■ Work order
Output exactly the lines from the one holding "154V151L278 154L276 159L307" through the final line of the entries.
───── Extracted records ─────
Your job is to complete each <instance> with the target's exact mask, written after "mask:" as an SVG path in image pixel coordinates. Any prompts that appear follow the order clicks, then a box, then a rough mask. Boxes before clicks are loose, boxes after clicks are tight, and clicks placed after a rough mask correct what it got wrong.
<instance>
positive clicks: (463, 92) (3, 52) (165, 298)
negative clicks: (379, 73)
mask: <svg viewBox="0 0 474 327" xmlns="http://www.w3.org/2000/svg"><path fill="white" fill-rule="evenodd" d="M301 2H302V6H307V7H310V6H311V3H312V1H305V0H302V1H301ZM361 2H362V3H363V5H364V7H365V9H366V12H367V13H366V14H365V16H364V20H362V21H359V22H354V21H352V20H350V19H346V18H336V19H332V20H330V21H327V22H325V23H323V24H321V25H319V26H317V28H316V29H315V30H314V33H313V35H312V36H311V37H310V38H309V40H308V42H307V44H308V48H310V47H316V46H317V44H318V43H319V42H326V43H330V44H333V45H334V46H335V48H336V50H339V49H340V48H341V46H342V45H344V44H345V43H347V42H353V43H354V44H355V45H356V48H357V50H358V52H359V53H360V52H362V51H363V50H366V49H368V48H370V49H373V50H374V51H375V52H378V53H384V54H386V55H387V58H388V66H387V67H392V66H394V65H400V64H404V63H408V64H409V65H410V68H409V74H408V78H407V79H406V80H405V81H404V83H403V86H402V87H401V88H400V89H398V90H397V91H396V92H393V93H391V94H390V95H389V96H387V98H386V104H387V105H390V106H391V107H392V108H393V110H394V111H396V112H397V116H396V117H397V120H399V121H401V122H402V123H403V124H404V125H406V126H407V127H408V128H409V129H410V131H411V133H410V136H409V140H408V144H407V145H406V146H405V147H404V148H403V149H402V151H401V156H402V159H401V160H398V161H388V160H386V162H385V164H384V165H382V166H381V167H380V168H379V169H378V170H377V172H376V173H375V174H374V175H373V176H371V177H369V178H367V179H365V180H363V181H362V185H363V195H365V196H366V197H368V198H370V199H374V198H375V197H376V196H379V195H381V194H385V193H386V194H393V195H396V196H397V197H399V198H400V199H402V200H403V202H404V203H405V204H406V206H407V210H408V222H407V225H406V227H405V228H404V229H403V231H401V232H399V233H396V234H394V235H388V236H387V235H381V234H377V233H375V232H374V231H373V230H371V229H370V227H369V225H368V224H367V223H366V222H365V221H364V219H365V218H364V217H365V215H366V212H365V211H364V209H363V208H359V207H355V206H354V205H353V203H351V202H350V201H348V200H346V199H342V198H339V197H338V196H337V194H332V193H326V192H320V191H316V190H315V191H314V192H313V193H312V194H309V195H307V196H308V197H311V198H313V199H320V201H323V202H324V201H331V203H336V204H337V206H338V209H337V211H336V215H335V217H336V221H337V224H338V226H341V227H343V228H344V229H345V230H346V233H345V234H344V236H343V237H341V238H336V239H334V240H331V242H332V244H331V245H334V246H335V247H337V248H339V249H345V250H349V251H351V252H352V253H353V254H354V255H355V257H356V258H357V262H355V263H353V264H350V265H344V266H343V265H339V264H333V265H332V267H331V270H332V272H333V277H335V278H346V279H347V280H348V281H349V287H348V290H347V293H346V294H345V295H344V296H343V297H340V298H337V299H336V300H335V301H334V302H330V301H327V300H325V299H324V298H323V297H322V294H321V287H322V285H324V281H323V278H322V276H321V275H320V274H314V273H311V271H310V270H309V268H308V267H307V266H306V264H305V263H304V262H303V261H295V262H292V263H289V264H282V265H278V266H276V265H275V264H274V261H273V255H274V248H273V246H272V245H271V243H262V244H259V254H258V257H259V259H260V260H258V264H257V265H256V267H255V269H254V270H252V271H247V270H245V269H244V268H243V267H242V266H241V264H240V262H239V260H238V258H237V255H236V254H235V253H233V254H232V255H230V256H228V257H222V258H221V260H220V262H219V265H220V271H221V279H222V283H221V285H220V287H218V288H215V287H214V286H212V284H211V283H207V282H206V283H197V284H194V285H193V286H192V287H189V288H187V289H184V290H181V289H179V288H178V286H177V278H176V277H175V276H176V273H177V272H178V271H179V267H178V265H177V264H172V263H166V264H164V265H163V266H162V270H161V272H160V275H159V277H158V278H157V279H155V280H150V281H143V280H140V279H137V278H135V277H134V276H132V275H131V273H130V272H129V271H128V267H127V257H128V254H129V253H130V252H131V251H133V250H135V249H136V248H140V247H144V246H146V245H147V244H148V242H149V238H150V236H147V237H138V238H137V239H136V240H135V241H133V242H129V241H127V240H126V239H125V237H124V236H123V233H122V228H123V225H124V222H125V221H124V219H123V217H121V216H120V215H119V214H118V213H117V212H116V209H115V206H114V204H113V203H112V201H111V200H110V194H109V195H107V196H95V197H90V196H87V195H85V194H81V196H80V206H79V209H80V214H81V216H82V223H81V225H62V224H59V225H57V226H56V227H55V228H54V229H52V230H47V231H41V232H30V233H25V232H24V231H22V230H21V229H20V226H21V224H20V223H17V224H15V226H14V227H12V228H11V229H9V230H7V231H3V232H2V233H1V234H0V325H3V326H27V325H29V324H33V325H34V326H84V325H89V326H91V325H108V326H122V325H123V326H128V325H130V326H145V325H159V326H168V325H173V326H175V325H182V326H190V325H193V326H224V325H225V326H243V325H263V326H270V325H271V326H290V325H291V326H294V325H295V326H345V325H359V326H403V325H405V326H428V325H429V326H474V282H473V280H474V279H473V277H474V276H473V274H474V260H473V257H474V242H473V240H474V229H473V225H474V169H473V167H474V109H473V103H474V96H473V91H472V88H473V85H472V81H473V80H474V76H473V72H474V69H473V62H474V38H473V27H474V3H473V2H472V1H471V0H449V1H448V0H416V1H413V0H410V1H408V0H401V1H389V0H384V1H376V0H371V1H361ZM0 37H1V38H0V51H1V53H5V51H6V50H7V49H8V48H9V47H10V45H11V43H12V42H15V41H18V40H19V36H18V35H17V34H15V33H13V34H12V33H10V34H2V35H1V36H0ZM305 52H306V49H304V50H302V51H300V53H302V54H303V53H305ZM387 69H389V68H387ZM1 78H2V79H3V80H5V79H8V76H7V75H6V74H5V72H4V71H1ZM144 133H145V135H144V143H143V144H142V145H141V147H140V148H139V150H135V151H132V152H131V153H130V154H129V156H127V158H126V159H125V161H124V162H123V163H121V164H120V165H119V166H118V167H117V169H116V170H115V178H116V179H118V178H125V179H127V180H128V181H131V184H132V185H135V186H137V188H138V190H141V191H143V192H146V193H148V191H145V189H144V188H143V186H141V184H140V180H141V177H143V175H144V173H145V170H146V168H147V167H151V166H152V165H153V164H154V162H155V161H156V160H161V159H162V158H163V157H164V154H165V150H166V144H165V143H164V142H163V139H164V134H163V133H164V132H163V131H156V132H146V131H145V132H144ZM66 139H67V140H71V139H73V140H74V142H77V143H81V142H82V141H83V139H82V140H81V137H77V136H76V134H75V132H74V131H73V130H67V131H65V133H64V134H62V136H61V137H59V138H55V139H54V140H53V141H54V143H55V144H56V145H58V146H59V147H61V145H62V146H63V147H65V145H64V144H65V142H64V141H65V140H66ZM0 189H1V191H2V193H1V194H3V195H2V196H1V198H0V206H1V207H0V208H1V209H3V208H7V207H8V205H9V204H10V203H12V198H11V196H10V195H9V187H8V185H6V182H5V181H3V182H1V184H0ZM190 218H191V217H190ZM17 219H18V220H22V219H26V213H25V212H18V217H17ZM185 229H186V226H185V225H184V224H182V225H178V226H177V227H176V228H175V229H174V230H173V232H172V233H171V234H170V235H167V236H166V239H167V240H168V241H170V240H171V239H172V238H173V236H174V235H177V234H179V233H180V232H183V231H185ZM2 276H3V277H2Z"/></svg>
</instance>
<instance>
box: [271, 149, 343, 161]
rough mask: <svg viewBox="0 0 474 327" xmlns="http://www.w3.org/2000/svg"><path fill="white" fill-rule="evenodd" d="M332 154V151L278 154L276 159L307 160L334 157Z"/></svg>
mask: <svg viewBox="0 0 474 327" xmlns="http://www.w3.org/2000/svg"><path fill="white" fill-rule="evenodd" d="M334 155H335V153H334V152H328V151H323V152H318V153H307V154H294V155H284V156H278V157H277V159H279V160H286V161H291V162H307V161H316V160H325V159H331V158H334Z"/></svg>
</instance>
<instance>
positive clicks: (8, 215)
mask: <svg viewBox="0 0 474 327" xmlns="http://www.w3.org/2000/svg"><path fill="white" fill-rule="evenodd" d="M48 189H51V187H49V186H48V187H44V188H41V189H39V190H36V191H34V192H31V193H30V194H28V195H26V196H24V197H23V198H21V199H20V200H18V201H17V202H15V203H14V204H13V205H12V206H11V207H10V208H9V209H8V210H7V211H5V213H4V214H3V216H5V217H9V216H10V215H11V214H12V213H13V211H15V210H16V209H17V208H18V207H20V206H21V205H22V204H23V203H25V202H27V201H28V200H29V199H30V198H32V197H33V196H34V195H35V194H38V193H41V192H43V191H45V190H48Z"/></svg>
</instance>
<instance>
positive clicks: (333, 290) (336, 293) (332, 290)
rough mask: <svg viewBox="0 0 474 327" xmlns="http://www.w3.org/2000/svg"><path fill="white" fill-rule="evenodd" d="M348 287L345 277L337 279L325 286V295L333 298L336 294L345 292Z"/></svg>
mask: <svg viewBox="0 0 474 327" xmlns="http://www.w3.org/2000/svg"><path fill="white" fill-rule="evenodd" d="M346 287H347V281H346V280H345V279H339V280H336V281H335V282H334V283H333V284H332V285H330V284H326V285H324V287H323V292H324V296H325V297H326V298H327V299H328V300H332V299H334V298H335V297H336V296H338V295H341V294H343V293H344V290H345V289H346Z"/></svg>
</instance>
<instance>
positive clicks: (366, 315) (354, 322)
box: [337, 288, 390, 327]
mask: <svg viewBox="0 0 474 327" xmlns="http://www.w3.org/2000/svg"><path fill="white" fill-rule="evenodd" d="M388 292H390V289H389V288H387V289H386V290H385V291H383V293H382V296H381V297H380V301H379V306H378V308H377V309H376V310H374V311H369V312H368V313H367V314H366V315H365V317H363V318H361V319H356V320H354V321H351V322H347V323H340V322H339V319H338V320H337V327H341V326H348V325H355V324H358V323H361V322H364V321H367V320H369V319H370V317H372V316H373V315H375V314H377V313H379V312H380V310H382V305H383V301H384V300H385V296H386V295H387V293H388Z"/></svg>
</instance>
─────
■ Solution to the exercise
rough mask: <svg viewBox="0 0 474 327" xmlns="http://www.w3.org/2000/svg"><path fill="white" fill-rule="evenodd" d="M332 154V151L278 154L276 159L307 160L334 157Z"/></svg>
mask: <svg viewBox="0 0 474 327" xmlns="http://www.w3.org/2000/svg"><path fill="white" fill-rule="evenodd" d="M334 155H335V153H334V152H328V151H323V152H318V153H307V154H294V155H284V156H278V157H277V159H279V160H286V161H291V162H307V161H316V160H325V159H331V158H334Z"/></svg>
</instance>
<instance>
positive clicks: (8, 215)
mask: <svg viewBox="0 0 474 327" xmlns="http://www.w3.org/2000/svg"><path fill="white" fill-rule="evenodd" d="M48 189H51V187H49V186H48V187H44V188H41V189H39V190H36V191H34V192H31V193H30V194H28V195H26V196H24V197H23V198H21V199H20V200H18V201H17V202H15V203H14V204H13V205H12V206H11V207H10V208H9V209H8V210H7V211H5V213H4V214H3V216H5V217H9V216H10V215H11V214H12V213H13V211H15V210H16V209H17V208H18V207H20V206H21V205H22V204H23V203H25V202H27V201H28V200H29V199H30V198H32V197H33V196H34V195H35V194H38V193H41V192H43V191H45V190H48Z"/></svg>
</instance>
<instance>
positive clicks: (333, 290) (336, 293) (332, 290)
rough mask: <svg viewBox="0 0 474 327" xmlns="http://www.w3.org/2000/svg"><path fill="white" fill-rule="evenodd" d="M348 287L345 277L337 279L325 286V295L333 298L336 294L345 292Z"/></svg>
mask: <svg viewBox="0 0 474 327" xmlns="http://www.w3.org/2000/svg"><path fill="white" fill-rule="evenodd" d="M346 287H347V281H346V280H345V279H339V280H336V281H335V282H334V283H333V284H332V285H330V284H326V285H324V287H323V292H324V296H325V297H326V298H327V299H328V300H332V299H334V298H335V297H336V296H338V295H341V294H343V293H344V290H345V289H346Z"/></svg>
</instance>
<instance>
positive clicks: (366, 315) (354, 322)
box: [337, 288, 390, 327]
mask: <svg viewBox="0 0 474 327" xmlns="http://www.w3.org/2000/svg"><path fill="white" fill-rule="evenodd" d="M388 292H390V289H389V288H387V289H386V290H385V291H383V293H382V296H381V297H380V301H379V306H378V308H377V309H376V310H374V311H369V312H368V313H367V314H366V315H365V317H363V318H361V319H356V320H354V321H351V322H347V323H340V322H339V319H338V320H337V327H341V326H348V325H355V324H358V323H361V322H364V321H367V320H369V319H370V317H372V316H373V315H375V314H377V313H379V312H380V310H382V305H383V301H384V300H385V296H386V295H387V293H388Z"/></svg>
</instance>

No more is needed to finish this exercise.